Riproduci fedelmente la parte del brano sul calo del petrolio compresa tra "Le importazioni cinesi" e "ricadute sul greggio.", estremi inclusi.

→ Brano dell'esercizio
• • • • •
Alle ore 8.15 circa, i futures sul Brent scambiano a 92,59 dollari al barile, con un calo dell’1,23% e il contratto WTI si attesta a 86,80 dollari al barile, a -1, 27%.
Petrolio in calo: quanto vale l’effetto Cina
La Cina resta nel mirino del mercato petrolifero. Le rigide misure di contenimento per il Covid ancora in vigore nella nazione asiatica hanno smorzato l’attività economica e commerciale, riducendo la domanda di petrolio.
Le importazioni cinesi di petrolio greggio per i primi tre trimestri dell’anno sono diminuite del 4,3% rispetto allo stesso periodo dell’anno prima - il primo calo annuale per questo periodo almeno dal 2014 - poiché i drastici limiti imposti per frenare i contagi da parte di Pechino hanno colpito duramente il consumo di carburante.
Con i dati appena aggiornati sui PMI manifatturiero, composito e non manifatturiero, tutti in calo e sotto la soglia 50 a indicare una contrazione, la debolezza cinese del momento si è resa più palese, con evidenti ricadute sul greggio.
“Finché la politica Zero-Covid rimarrà radicata, continuerà a contrastare i rialzisti del petrolio”, ha affermato Stephen Innes, managing partner di SPI Asset Management.
Un ulteriore rischio per la domanda di petrolio viene dall’Europa, ha affermato Leon Li, analista di CMC Markets, poiché il continente “è probabile che entri in recessione questo inverno”, ha dichiarato.
• • • • •
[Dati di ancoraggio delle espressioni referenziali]
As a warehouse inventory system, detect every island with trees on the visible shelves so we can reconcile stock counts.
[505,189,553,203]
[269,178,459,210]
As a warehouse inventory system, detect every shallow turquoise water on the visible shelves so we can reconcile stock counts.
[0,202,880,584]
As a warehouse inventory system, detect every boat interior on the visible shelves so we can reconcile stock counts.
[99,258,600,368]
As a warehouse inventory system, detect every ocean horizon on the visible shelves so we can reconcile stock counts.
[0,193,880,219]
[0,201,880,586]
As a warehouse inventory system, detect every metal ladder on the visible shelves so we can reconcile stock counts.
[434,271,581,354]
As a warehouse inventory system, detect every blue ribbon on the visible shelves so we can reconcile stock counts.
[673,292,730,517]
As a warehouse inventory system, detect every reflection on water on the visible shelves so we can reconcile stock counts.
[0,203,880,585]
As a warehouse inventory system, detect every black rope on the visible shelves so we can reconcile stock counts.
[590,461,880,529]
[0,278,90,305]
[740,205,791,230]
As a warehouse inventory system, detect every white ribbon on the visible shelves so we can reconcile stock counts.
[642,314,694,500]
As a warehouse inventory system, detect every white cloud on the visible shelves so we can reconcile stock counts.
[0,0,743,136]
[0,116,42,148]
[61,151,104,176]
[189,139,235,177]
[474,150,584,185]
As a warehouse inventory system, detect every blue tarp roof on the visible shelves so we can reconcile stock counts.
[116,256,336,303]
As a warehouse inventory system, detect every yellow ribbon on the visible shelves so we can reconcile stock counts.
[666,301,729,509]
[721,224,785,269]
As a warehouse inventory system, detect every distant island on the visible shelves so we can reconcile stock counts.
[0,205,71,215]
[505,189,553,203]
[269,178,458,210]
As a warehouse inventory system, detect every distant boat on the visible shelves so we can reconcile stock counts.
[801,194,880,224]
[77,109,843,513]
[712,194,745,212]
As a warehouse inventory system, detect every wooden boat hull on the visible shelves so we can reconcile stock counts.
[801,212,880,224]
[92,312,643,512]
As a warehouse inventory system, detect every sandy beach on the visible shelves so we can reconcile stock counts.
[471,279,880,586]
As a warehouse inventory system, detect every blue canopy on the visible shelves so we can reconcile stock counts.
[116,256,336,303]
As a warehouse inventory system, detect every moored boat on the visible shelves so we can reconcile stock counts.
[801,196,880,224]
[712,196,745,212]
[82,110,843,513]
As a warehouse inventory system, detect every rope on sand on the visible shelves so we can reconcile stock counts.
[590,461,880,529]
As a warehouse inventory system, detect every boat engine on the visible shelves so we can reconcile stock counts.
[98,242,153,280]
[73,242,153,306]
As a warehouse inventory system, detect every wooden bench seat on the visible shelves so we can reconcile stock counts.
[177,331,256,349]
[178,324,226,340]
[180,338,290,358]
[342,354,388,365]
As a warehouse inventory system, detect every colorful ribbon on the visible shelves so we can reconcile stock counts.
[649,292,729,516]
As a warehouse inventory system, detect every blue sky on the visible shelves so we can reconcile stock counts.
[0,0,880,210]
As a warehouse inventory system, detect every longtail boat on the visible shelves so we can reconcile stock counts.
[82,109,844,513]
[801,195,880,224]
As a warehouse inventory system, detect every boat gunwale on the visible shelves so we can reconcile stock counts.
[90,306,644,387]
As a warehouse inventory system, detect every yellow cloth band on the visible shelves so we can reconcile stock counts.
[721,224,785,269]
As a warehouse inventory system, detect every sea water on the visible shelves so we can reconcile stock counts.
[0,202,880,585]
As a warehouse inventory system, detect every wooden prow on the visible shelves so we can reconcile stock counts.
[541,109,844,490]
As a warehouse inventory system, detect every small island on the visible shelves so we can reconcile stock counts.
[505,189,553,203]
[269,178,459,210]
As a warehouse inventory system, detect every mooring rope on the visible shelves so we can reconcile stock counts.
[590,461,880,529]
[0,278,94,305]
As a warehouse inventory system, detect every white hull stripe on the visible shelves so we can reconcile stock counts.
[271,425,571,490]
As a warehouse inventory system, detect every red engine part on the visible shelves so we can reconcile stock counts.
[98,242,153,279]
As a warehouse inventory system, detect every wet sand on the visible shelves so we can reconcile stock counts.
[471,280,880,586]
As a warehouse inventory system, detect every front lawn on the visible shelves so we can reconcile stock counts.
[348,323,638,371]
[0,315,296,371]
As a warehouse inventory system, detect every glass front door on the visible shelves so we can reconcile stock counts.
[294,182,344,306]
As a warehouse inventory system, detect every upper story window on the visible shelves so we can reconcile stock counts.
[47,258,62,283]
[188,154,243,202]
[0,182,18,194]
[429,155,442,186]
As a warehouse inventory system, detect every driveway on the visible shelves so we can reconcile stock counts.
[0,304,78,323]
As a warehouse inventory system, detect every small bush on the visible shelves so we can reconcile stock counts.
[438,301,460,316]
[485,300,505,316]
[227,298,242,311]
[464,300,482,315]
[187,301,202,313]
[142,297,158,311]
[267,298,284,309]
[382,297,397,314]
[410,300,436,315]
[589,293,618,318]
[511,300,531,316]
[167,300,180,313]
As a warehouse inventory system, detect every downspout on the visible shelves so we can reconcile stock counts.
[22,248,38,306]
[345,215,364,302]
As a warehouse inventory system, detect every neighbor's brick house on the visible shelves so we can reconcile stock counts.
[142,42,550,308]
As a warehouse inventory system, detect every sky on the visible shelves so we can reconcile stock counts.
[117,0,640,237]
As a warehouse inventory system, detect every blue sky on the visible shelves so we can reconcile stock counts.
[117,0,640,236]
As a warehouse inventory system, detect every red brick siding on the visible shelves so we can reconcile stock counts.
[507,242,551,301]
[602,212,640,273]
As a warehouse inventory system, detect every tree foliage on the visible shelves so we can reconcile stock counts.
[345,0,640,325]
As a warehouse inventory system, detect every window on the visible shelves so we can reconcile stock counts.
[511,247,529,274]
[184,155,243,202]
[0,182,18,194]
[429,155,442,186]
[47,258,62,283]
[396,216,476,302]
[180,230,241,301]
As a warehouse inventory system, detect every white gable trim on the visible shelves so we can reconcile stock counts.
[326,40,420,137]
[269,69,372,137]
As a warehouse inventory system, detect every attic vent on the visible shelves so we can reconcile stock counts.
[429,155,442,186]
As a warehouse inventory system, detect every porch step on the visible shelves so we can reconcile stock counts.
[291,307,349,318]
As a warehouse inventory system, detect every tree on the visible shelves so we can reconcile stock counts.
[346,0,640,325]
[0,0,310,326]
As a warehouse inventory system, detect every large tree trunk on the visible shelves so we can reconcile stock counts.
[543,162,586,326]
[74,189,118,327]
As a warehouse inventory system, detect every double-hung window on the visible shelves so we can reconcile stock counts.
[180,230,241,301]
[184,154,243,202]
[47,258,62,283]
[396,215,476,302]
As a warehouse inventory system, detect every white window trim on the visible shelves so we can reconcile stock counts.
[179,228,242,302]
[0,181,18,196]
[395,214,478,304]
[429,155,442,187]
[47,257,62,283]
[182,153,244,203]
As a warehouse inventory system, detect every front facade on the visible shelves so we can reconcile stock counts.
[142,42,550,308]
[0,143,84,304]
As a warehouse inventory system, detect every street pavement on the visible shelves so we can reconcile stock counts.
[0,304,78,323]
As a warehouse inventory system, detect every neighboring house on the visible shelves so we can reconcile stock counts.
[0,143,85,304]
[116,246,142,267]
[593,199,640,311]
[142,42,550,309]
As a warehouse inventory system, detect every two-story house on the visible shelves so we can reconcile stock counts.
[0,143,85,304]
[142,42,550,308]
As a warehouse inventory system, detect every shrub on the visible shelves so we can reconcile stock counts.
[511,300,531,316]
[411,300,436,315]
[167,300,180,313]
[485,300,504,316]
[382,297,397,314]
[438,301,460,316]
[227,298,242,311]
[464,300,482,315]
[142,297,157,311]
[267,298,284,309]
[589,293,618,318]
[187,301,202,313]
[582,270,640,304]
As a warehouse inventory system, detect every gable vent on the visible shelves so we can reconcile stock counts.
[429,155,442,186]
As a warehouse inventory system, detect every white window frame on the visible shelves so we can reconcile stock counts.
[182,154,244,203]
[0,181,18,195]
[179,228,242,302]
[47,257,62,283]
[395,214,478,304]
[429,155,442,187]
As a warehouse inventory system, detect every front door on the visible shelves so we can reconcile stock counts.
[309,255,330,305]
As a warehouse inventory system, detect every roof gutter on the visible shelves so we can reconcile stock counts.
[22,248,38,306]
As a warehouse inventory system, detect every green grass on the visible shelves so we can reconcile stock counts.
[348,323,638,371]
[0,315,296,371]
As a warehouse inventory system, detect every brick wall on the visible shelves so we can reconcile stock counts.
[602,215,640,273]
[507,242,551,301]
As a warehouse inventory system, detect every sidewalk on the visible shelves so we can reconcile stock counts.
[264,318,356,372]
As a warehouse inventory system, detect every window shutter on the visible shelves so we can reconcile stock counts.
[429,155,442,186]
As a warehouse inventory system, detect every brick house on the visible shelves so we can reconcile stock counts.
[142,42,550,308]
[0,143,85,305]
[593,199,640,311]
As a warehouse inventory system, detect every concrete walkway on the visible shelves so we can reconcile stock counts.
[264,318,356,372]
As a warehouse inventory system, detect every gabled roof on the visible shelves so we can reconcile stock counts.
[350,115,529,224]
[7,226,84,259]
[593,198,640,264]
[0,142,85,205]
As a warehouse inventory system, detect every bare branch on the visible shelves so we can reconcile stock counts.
• • • • •
→ Risultato
Le importazioni cinesi di petrolio greggio per i primi tre trimestri dell’anno sono diminuite del 4,3% rispetto allo stesso periodo dell’anno prima - il primo calo annuale per questo periodo almeno dal 2014 - poiché i drastici limiti imposti per frenare i contagi da parte di Pechino hanno colpito duramente il consumo di carburante.
Con i dati appena aggiornati sui PMI manifatturiero, composito e non manifatturiero, tutti in calo e sotto la soglia 50 a indicare una contrazione, la debolezza cinese del momento si è resa più palese, con evidenti ricadute sul greggio.